> _QUOTED PASSAGE_:
__________________________________________________
Controlled Studies: These assessments measure how advanced AI models or systems impact human capability to achieve specific real-world tasks compared to alternative resources or existing tools. They can be in-silico or wet lab-based, employing randomized controlled trial designs to establish counterfactual impacts. These evaluations assess "the extent to which advanced AI models/systems impact the capability of human actors to achieve a particular task."

Evaluation Domains

The second dimension covers evaluation domains, which specify the particular capability, modality, or outcome under assessment. Evaluations frequently address multiple domains simultaneously. Most biosafety evaluations (except safeguard assessments) occur after base model development but before mitigation implementation.

Scientific Knowledge Evaluations: These assess whether AI models possess general scientific knowledge, including biological facts and concepts.
__________________________________________________
> _Stored items from a collection_:

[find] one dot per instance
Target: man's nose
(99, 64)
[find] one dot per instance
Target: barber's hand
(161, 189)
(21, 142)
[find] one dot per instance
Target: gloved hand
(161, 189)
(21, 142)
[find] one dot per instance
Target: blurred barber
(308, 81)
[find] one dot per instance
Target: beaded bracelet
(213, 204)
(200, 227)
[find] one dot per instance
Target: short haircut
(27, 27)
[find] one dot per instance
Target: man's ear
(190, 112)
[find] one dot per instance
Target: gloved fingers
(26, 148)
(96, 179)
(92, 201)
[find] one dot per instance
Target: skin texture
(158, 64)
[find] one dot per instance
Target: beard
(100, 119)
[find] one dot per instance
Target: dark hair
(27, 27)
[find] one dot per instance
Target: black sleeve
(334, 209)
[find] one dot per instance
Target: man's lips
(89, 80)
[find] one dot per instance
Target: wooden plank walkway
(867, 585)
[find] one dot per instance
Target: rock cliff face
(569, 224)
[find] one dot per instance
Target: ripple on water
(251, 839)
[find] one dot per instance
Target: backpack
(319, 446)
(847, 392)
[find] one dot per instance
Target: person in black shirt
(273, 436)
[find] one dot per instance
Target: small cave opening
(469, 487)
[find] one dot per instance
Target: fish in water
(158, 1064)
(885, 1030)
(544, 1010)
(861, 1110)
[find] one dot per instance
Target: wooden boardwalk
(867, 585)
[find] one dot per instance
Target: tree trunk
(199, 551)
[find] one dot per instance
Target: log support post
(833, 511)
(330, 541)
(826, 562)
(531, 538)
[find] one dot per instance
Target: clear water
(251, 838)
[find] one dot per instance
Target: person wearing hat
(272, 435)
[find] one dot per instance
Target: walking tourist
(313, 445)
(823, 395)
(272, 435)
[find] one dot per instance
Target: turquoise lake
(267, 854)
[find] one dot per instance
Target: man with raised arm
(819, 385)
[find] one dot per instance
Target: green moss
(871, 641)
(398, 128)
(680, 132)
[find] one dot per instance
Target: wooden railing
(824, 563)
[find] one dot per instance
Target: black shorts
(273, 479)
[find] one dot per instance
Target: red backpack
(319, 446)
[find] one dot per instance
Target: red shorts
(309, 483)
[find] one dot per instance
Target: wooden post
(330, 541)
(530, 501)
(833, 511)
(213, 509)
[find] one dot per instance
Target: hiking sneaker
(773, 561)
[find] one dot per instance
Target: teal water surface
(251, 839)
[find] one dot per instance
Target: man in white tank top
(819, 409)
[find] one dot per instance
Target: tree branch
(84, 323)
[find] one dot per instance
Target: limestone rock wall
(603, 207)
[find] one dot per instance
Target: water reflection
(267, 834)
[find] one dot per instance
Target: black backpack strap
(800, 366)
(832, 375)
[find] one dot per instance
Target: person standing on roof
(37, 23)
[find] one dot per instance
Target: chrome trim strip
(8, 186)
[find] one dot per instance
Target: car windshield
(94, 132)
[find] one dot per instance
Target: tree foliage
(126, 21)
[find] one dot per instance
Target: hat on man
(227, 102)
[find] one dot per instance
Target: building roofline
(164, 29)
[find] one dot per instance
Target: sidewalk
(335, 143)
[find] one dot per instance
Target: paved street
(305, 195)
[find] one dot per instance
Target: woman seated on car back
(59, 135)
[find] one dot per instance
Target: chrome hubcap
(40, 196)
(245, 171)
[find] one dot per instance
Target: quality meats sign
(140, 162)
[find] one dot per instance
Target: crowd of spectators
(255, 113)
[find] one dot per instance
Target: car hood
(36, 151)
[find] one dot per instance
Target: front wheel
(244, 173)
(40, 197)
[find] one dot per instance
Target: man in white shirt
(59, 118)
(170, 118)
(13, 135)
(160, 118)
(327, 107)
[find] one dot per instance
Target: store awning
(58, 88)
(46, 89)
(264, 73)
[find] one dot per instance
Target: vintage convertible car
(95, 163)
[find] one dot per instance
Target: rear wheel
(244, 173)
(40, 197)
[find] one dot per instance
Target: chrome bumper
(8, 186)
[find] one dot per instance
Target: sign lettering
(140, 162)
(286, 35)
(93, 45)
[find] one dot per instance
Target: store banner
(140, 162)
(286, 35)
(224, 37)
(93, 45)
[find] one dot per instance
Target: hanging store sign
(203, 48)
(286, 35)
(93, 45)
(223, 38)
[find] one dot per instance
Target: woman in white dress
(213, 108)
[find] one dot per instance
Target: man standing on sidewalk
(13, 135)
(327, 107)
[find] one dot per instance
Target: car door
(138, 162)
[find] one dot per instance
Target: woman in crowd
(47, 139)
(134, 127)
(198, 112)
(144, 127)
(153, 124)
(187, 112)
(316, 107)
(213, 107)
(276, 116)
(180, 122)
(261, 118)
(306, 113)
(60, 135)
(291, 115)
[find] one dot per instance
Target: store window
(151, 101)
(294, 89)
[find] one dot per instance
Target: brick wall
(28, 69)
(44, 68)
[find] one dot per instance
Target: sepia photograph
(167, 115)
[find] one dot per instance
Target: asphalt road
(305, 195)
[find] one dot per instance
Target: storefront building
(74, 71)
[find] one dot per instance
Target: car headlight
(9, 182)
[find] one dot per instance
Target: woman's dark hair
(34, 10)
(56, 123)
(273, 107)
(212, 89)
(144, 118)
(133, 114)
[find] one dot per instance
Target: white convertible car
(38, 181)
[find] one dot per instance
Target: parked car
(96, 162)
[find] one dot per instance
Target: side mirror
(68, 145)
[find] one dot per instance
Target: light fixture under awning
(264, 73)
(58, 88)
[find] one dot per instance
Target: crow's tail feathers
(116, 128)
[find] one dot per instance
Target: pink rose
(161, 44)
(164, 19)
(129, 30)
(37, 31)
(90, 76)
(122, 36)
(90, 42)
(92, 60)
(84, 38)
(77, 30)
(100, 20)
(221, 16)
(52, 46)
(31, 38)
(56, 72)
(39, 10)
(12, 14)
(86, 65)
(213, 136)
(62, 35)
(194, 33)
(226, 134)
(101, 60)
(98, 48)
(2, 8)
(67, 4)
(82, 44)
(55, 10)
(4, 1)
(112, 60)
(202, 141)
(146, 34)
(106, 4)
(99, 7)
__________________________________________________
> _ACTION ITEM 1_: According to the AI biosafety evaluation text, what can an evaluation domain specify as being under assessment? List each one.
> _ACTION ITEM 2_: Extend the AI biosafety evaluation text, starting after its last sentence.
These rows come from a different source than the AI biosafety evaluation text.

> _ANSWER SECTION 1_: Capability, modality, outcome

> _ANSWER SECTION 2_:
Scientific Reasoning Evaluations: These evaluate whether models can perform "complex, multi-step research and reasoning tasks needed to advance scientific knowledge, especially knowledge relevant to biological research." Assessments include literature review production, graphic interpretation, and other research-critical skills.

Hazardous Biological Knowledge Evaluations: These determine whether models can provide detailed, domain-specific knowledge necessary for steps in biological threat creation. They test both direct knowledge for executing particular steps and tacit knowledge for troubleshooting. These evaluations address several operational phases:

Ideation: Whether models provide knowledge helping actors generate or assess bioweapons development ideas, including historical bioweapons information and enhanced pandemic pathogen research.

Design: Whether models provide sensitive knowledge assisting in designing novel or enhanced biological threat agents, including biological design tool usage and in-silico experiment troubleshooting.

Acquisition: Whether models help actors acquire materials and equipment for biological threats, including cloud lab contracting knowledge, DNA synthesis obscuring, export control evasion, and hazardous DNA sequence retrieval.

Build: Whether models assist in developing biological weapons, including culturing agents for weaponizable quantities, formulating and stabilizing agents for release, and producing novel pathogens.

Release: Whether models provide knowledge for planning agent release against target populations, including aerosolization techniques and transmission mechanism targeting.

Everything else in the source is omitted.